[start]

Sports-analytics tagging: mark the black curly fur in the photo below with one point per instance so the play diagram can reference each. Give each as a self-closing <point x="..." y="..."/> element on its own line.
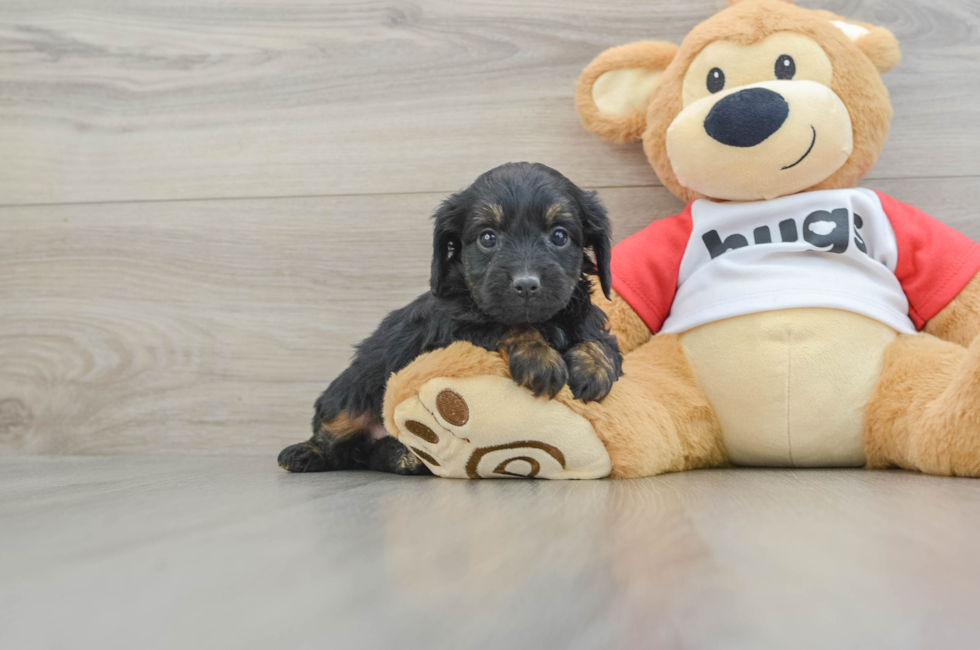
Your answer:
<point x="472" y="299"/>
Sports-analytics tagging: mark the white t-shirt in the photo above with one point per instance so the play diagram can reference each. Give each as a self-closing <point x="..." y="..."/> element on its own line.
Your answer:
<point x="850" y="249"/>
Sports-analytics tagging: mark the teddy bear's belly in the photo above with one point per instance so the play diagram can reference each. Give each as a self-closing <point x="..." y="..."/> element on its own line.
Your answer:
<point x="790" y="386"/>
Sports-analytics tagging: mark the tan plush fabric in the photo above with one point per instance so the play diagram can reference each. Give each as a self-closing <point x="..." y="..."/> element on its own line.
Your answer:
<point x="855" y="80"/>
<point x="655" y="420"/>
<point x="530" y="437"/>
<point x="796" y="387"/>
<point x="959" y="321"/>
<point x="790" y="386"/>
<point x="925" y="413"/>
<point x="648" y="56"/>
<point x="624" y="323"/>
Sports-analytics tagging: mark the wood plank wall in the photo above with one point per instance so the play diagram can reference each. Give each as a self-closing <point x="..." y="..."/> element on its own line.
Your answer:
<point x="203" y="205"/>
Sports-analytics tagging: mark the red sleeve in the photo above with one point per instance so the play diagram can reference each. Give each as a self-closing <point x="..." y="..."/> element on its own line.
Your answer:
<point x="645" y="267"/>
<point x="935" y="262"/>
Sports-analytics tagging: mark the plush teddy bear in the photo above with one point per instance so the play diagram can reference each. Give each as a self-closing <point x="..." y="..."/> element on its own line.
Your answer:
<point x="784" y="318"/>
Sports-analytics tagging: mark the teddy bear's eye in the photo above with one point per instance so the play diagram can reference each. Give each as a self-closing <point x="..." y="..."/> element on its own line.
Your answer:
<point x="785" y="67"/>
<point x="716" y="80"/>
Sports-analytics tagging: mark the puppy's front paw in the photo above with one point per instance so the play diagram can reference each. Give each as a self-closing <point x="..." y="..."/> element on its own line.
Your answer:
<point x="592" y="372"/>
<point x="534" y="364"/>
<point x="390" y="455"/>
<point x="303" y="457"/>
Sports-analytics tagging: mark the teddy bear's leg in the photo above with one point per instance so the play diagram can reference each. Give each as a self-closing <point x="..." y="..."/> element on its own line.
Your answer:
<point x="454" y="404"/>
<point x="925" y="412"/>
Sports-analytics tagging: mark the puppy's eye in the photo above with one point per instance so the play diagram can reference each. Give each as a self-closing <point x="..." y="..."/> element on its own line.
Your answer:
<point x="487" y="239"/>
<point x="785" y="67"/>
<point x="716" y="80"/>
<point x="559" y="237"/>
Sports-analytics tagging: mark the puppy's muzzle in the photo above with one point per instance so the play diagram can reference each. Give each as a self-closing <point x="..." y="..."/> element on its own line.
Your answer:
<point x="526" y="286"/>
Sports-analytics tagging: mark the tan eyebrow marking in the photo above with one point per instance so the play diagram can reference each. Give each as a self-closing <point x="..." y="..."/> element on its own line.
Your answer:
<point x="555" y="210"/>
<point x="495" y="213"/>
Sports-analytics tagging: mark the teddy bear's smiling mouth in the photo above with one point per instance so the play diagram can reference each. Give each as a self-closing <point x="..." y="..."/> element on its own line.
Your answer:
<point x="812" y="142"/>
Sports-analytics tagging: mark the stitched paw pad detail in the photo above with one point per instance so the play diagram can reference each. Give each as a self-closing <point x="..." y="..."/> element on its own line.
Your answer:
<point x="488" y="427"/>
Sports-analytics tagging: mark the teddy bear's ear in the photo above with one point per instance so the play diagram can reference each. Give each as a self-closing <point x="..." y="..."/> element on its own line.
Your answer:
<point x="614" y="90"/>
<point x="879" y="44"/>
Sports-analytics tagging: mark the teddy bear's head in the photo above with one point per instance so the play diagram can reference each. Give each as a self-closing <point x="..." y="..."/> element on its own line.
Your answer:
<point x="762" y="100"/>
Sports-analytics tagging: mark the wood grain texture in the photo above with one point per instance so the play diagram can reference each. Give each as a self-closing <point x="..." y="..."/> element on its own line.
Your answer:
<point x="211" y="326"/>
<point x="105" y="100"/>
<point x="234" y="553"/>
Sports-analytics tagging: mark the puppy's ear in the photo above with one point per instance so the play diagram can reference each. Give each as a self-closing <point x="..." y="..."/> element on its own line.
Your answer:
<point x="598" y="235"/>
<point x="446" y="244"/>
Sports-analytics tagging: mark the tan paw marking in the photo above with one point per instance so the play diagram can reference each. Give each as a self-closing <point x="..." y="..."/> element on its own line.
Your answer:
<point x="422" y="431"/>
<point x="473" y="464"/>
<point x="424" y="456"/>
<point x="452" y="407"/>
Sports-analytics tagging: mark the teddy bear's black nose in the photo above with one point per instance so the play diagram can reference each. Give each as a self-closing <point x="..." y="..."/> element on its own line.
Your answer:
<point x="746" y="118"/>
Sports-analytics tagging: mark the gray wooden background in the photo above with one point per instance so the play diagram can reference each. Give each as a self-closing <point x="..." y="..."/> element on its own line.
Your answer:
<point x="204" y="204"/>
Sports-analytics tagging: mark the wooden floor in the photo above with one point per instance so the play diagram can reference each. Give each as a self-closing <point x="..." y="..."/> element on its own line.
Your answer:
<point x="171" y="552"/>
<point x="204" y="205"/>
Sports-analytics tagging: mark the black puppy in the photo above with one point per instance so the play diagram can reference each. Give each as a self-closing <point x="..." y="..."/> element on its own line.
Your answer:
<point x="509" y="273"/>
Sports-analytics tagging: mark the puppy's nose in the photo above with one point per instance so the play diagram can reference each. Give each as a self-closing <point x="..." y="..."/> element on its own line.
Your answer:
<point x="526" y="285"/>
<point x="746" y="118"/>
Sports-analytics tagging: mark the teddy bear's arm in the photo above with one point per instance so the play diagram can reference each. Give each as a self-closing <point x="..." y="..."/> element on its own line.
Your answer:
<point x="624" y="323"/>
<point x="959" y="321"/>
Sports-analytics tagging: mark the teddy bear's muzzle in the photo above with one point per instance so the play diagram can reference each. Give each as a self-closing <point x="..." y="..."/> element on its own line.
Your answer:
<point x="760" y="141"/>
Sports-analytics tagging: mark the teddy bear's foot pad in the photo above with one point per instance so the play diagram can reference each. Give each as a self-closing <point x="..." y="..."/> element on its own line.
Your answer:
<point x="489" y="427"/>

[end]

§ Set problem:
Retype the entries word for word. Omit any images.

§ Solved problem:
Sports-analytics tagging: mark the black curly fur in the photo below with one point per instance so the play diagram can reference each. Give each as a self-closing <point x="..." y="..."/> element on its own line.
Your answer:
<point x="472" y="299"/>
Sports-analytics tagging: mark the white t-shirt in the photo above with one point per instance so the play diagram can reference each. Give each as a self-closing <point x="..." y="..."/> element on its own line.
Your answer:
<point x="850" y="249"/>
Sports-analytics tagging: mark the teddy bear's belly in the photo above with one point per instance so the play diagram can reference each. Give each as a self-closing <point x="..." y="..."/> element on its own line.
Your answer:
<point x="790" y="386"/>
Sports-analytics tagging: mark the tan plush fabric in the photo above with one point per instance so the play diagram can reference each. Give each as a self-closing <point x="..." y="..."/> element on its own line.
Your answer:
<point x="855" y="80"/>
<point x="655" y="420"/>
<point x="530" y="437"/>
<point x="796" y="387"/>
<point x="959" y="321"/>
<point x="790" y="386"/>
<point x="925" y="413"/>
<point x="648" y="56"/>
<point x="624" y="323"/>
Sports-analytics tagging: mark the wood plank wall in the photo above with one point per instance so the play diagram can reference each. Give each as a self-closing <point x="..." y="..."/> element on its own line.
Your answer:
<point x="203" y="205"/>
Sports-analytics tagging: mark the red sleeve in the photo above with one point per instance so the play diagram can reference each. Give each as a self-closing <point x="..." y="..."/> element on its own line.
Your answer:
<point x="645" y="267"/>
<point x="935" y="262"/>
Sports-analytics tagging: mark the plush teddy bear in the photo above with one point per instance so the play diagram can reference each. Give each as a self-closing <point x="..." y="..."/> element on its own line.
Your answer:
<point x="784" y="318"/>
Sports-analytics tagging: mark the teddy bear's eye in the photo above with one point per instance so the play diagram can reference each. Give each as a self-closing <point x="..." y="..."/> element on its own line.
Your answer:
<point x="785" y="67"/>
<point x="716" y="80"/>
Sports-analytics tagging: mark the puppy's front paw in the photo above with one point per instance so the play diagram can reference each. Give each as a self-closing <point x="..." y="..."/> element on its own line.
Your answer:
<point x="592" y="372"/>
<point x="534" y="364"/>
<point x="390" y="455"/>
<point x="303" y="457"/>
Sports-analytics tagging: mark the teddy bear's leg in the photo above with one point per instance so the play diagram can reference each. Give each as a self-closing <point x="..." y="..."/> element on its own line.
Your answer:
<point x="454" y="404"/>
<point x="925" y="412"/>
Sports-analytics tagging: mark the puppy's eye in the photo above with one point per instance so the play diagram can reference each. Give each as a self-closing <point x="..." y="..."/> element on its own line.
Your answer:
<point x="487" y="239"/>
<point x="785" y="67"/>
<point x="716" y="80"/>
<point x="559" y="237"/>
Sports-analytics tagging: mark the puppy's muzzle in the photo above with one point per instance so the play diagram can reference each. Give each as a self-closing <point x="..." y="..."/> element on its own line.
Your answer:
<point x="526" y="286"/>
Sports-analytics tagging: mark the tan eyebrow marking in the photo above with one point per instance so the play diagram can reference each. Give each as a self-closing <point x="..." y="..."/> element on its own line.
Your answer:
<point x="555" y="210"/>
<point x="495" y="213"/>
Sports-analytics tagging: mark the teddy bear's smiling mouth in the photo above with one point per instance so the play diagram can reference each. Give each as a self-closing <point x="..." y="..."/> element on its own line.
Your answer:
<point x="812" y="142"/>
Sports-analytics tagging: mark the stitched paw pad detail in the photo above with one point per instance so the play diagram can reference each. Give each as a self-closing <point x="..." y="..."/> element on its own line.
Your answer:
<point x="488" y="427"/>
Sports-analytics tagging: mark the teddy bear's ear in the photo above with one point per instance so the play diagram can reference each. Give each as a self-closing <point x="..." y="..."/> element on its own line.
Your answer:
<point x="614" y="90"/>
<point x="879" y="44"/>
Sports-analytics tagging: mark the teddy bear's head in the photo above with one point per instance so the play diagram can reference each. Give each as a self-closing <point x="..." y="..."/> element on its own line.
Your answer:
<point x="762" y="100"/>
Sports-analytics tagging: mark the wood grain texture in the photo above with one point per instance so the play diagram can reference each. Give each as a self-closing <point x="..." y="..."/> element on its own line.
Your answer:
<point x="211" y="326"/>
<point x="105" y="100"/>
<point x="234" y="553"/>
Sports-analytics tagging: mark the puppy's ear in the photo above with one point per instance so the play diagram can reference each. Give each as a self-closing <point x="..." y="..."/> element on its own line.
Your answer:
<point x="598" y="235"/>
<point x="446" y="244"/>
Sports-analytics tagging: mark the tan paw marking in the photo above with one point per instance so the play diagram can reference each. Give each as a self-closing <point x="..." y="..."/> element on its own line.
Your answer:
<point x="422" y="431"/>
<point x="473" y="464"/>
<point x="424" y="456"/>
<point x="452" y="407"/>
Sports-analytics tagging: mark the teddy bear's black nose in the photo above with one point per instance so the play diagram can reference each. Give each as a self-closing <point x="..." y="..."/> element on its own line.
Your answer:
<point x="746" y="118"/>
Sports-analytics tagging: mark the gray wooden background in the photo above with one point per instance so the play diagram can reference each. Give each as a self-closing <point x="..." y="..."/> element on its own line.
Your answer:
<point x="204" y="204"/>
Sports-analytics tagging: mark the wooden floor in the photo above with one point per instance so the play diagram can reference each. Give each as a self-closing <point x="..." y="..."/> element on its own line.
Your answer:
<point x="171" y="552"/>
<point x="204" y="205"/>
Sports-analytics tagging: mark the black puppy in the photo above with one point per instance so the play diagram can reference each. Give each as a self-closing <point x="..." y="..."/> element on its own line.
Your answer:
<point x="509" y="273"/>
Sports-analytics tagging: mark the puppy's nose in the photo above with one point per instance so the play diagram can reference each. Give each as a self-closing <point x="..." y="..."/> element on its own line.
Your answer:
<point x="526" y="285"/>
<point x="746" y="118"/>
Sports-analytics tagging: mark the teddy bear's arm in the photo above with one point per instance so the play diagram can reference each. Give each as a self-closing <point x="..." y="..."/> element on its own line.
Your answer:
<point x="624" y="323"/>
<point x="959" y="321"/>
Sports-analytics tagging: mark the teddy bear's muzzle in the photo above with one point per instance so the play diagram can reference each. Give each as a self-closing <point x="..." y="..."/> element on its own line.
Your answer:
<point x="760" y="141"/>
Sports-analytics tagging: mark the teddy bear's foot pad in the photo above with one point per instance so the play diagram can reference each. Give each as a self-closing <point x="..." y="..."/> element on its own line.
Your answer:
<point x="489" y="427"/>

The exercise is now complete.